→ EXCERPTED TEXT:
════

This project demonstrates how to create chat bot in Unreal Engine with LLM (locally executed or OpenAI) and ElevenLabs text-to-speech service. The goal is simple, but there are some nuances.
The project doesn't work as is. It requires a few plugins:
- Simple HTTP Client (free, download here)
- Ynnk Voice Lipsync (buy on Fab)
- Eleven Voice (buy on Fab)
- Ynnk Facial Animation (free, download here)
For Eleven Labs, paste your API key to Edit --> Project Settings --> Eleven Voice --> API Key.
To optimize latency, LLM should work in streaming mode, i. e. it returns generated text in chunks. For example:
- How
- How old
- How do are
- How do you you?
ElevenLabs supports incomplete requests via websocket to speed up processing and decrease latency. But it returns audio in chunks, and any chunk can end inside of a word. It's not a problem in a common case with USoundWaveProcedural, but it's not suitable in this case since we also want to generate lip-sync and facial animation synchronized with the audio. If we play incomplete voice chunks as is, we'd get noticeable seams between them. So, I don't use incomplete audio chunks. I still send all incoming text tokens to ElevenLabs as I get them, but at the end of each sentence I request to complete generation and return finalized audio to speak it. In other words, we get audios corresponding to sentences. For every finalized audio we generate facial animation and play it at MetaHuman character model.
Default setup in the project uses language model executed locally via LM Studio. You may try very-very lightweight model llama-3.2-1b-instruct or better model like Meta-Llama-3.1-8B-Instruct-Q4_K_M, depending on your PC. There is unused event SubmitNewPrompt_2 in BP_PlayerController blueprint, which demonstrates how to use OpenAI service instead of locally executed model. Either way, text deltas should go to ProcessGeneratedTextDelta event. Note: deltas are differences between streamed texts, current and previous. For example, delta between "How old are you?" and "How old are " is "you?".

════

→ LISTED ENTRIES:
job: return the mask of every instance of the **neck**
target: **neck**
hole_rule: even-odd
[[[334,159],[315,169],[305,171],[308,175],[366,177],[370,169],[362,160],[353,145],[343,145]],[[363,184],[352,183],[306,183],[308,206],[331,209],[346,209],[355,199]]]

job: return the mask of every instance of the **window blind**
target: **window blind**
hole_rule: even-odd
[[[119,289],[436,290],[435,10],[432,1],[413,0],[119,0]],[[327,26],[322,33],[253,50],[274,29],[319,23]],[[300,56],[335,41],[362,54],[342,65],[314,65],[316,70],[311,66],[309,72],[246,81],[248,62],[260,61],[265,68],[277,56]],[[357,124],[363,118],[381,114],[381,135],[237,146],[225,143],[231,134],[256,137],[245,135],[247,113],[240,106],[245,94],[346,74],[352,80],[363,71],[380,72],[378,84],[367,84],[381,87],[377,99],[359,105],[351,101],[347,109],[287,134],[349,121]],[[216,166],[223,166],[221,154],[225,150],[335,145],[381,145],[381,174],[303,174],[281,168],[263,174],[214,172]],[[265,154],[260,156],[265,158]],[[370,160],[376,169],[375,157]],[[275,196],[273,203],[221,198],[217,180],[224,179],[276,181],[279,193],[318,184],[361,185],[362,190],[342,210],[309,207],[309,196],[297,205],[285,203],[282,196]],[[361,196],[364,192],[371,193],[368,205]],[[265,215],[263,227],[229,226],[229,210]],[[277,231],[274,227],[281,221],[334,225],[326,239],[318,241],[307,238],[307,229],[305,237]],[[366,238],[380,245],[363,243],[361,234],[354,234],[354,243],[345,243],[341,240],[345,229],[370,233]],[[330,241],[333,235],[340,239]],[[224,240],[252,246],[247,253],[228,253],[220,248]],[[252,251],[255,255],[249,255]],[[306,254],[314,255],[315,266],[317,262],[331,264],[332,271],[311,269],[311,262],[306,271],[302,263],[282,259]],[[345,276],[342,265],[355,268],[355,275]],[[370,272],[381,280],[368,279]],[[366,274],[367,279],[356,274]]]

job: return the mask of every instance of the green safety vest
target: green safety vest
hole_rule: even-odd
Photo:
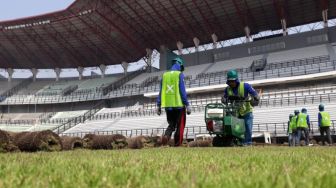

════

→ STUDY QUESTIONS:
(A) Answer from the chat bot project text:
(i) Where is the ElevenLabs API key pasted?
(ii) What application runs the language model locally in the default setup?
(iii) Which event should receive text deltas?
(B) Copy the chat bot project text between "This project demonstrates" and "do you you?", inclusive.
Base your responses solely on the chat bot project text.

→ TASK ANSWERS:
(A)
(i) Edit --> Project Settings --> Eleven Voice --> API Key
(ii) LM Studio
(iii) ProcessGeneratedTextDelta

(B)
This project demonstrates how to create chat bot in Unreal Engine with LLM (locally executed or OpenAI) and ElevenLabs text-to-speech service. The goal is simple, but there are some nuances.
The project doesn't work as is. It requires a few plugins:
- Simple HTTP Client (free, download here)
- Ynnk Voice Lipsync (buy on Fab)
- Eleven Voice (buy on Fab)
- Ynnk Facial Animation (free, download here)
For Eleven Labs, paste your API key to Edit --> Project Settings --> Eleven Voice --> API Key.
To optimize latency, LLM should work in streaming mode, i. e. it returns generated text in chunks. For example:
- How
- How old
- How do are
- How do you you?